── INPUT RECORDS ──
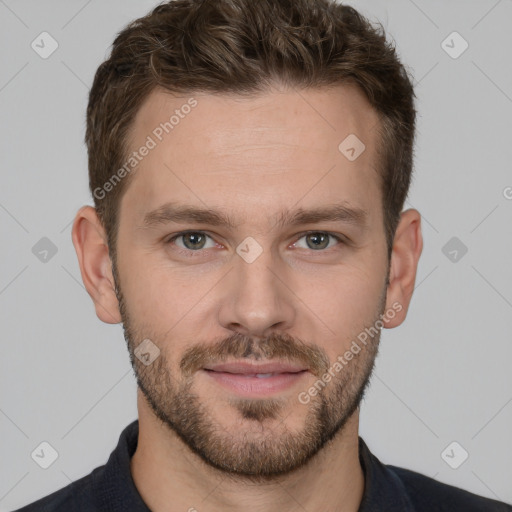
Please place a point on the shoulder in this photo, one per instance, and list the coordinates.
(429, 495)
(77, 496)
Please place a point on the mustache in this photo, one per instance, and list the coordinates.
(282, 347)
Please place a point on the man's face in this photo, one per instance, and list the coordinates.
(262, 289)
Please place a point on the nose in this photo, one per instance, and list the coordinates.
(256, 297)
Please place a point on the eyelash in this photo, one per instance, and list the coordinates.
(189, 252)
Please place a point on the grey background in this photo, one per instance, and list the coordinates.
(443, 376)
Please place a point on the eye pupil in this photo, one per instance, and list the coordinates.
(195, 238)
(318, 239)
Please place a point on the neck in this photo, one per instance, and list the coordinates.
(170, 477)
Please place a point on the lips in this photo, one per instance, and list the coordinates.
(264, 370)
(255, 380)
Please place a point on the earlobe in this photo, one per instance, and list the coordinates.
(407, 247)
(90, 241)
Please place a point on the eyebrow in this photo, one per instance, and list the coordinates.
(174, 212)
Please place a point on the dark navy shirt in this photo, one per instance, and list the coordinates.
(110, 488)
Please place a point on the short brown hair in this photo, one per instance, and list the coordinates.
(243, 47)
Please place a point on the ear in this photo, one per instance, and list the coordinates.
(407, 247)
(90, 241)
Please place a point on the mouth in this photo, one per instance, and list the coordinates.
(255, 380)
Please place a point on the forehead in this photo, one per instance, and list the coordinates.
(281, 148)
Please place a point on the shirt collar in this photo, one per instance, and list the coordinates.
(383, 489)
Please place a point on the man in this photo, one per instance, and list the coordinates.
(249, 162)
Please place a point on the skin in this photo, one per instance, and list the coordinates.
(252, 158)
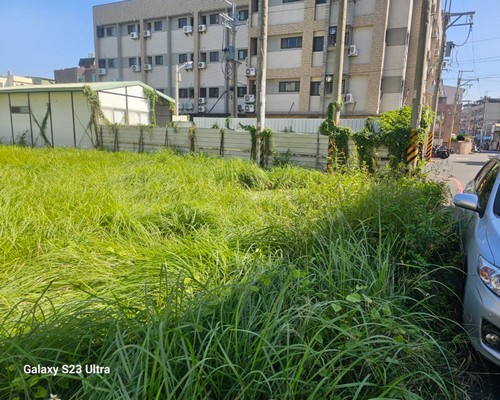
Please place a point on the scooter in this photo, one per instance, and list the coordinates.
(441, 151)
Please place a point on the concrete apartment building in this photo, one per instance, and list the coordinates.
(149, 39)
(481, 116)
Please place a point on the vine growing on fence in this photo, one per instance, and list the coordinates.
(43, 126)
(338, 136)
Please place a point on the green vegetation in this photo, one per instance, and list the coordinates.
(202, 278)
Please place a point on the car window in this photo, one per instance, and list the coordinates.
(484, 186)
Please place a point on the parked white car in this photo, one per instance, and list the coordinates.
(480, 229)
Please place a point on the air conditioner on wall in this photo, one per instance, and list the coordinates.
(249, 108)
(352, 50)
(348, 98)
(249, 98)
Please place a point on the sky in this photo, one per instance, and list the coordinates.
(40, 36)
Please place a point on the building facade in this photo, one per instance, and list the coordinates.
(149, 39)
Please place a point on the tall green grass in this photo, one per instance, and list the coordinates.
(195, 277)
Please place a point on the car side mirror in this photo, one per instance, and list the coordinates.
(467, 201)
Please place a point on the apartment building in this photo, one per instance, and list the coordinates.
(150, 40)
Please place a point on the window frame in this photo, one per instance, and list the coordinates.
(289, 43)
(283, 86)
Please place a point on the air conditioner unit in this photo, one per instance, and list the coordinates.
(249, 108)
(348, 98)
(352, 50)
(249, 98)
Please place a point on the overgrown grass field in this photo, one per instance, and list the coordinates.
(192, 277)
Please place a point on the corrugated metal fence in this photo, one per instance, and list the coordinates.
(297, 140)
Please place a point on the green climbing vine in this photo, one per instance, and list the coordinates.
(338, 143)
(96, 115)
(43, 126)
(152, 98)
(253, 137)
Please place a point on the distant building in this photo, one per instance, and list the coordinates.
(14, 80)
(448, 113)
(85, 72)
(149, 39)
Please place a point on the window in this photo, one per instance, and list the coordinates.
(253, 46)
(242, 15)
(289, 87)
(332, 37)
(214, 56)
(132, 61)
(213, 92)
(214, 19)
(20, 110)
(242, 91)
(291, 43)
(318, 43)
(186, 93)
(242, 54)
(158, 25)
(158, 60)
(315, 88)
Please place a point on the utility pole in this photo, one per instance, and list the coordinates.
───
EXERCISE DESCRIPTION: In the listing above, find the line containing "Please place a point on the parked" and please quote exactly that line through the last one, and no other lines.

IN RESPONSE:
Please place a point on the parked white car in this photo, one per instance, and list the coordinates.
(480, 229)
Please place a point on the air conditioner on wall in this photo, one per instance, and list the coordinates.
(249, 108)
(352, 50)
(348, 98)
(249, 98)
Please place a point on the sky in this photo, one per instance, and list the coordinates.
(40, 36)
Please place a point on the building facade in this photo, one per instance, and list the coordinates.
(149, 39)
Please place a point on the tall green grass in this photo, one per instance, and list the coordinates.
(195, 277)
Please place a point on the car side mirror in this photo, one per instance, and list the coordinates.
(467, 201)
Please place a point on the apartment building in this photo, one per instance, and list the coordinates.
(150, 40)
Please place a point on the window frame in this photo, one per instance, and list the coordinates.
(289, 43)
(283, 86)
Please place a point on the air conditioner unit in this photo, one per instance, and list the coordinates.
(249, 108)
(348, 98)
(352, 50)
(249, 98)
Please place a point on the overgrown grass field in this photo, one per instance, and list the coordinates.
(192, 277)
Please place a point on the corrugated metal fence in this photo, one per instance, and list the coordinates.
(297, 140)
Please place a point on the green climbing vine in this photo, one per instance, and list the coordinates.
(338, 143)
(96, 115)
(43, 126)
(152, 98)
(253, 137)
Please place a point on the distant building in this photo, one per instance, and list the coordinates.
(14, 80)
(448, 113)
(85, 72)
(149, 39)
Please place a point on the window in this photo, one per instance, and list the coordinates.
(253, 46)
(242, 15)
(289, 87)
(332, 37)
(214, 56)
(132, 61)
(213, 92)
(214, 19)
(20, 110)
(242, 91)
(291, 43)
(318, 43)
(186, 93)
(242, 54)
(158, 25)
(158, 60)
(315, 88)
Please place a point on the utility pole in this photo, one per instance, and list the coordinates.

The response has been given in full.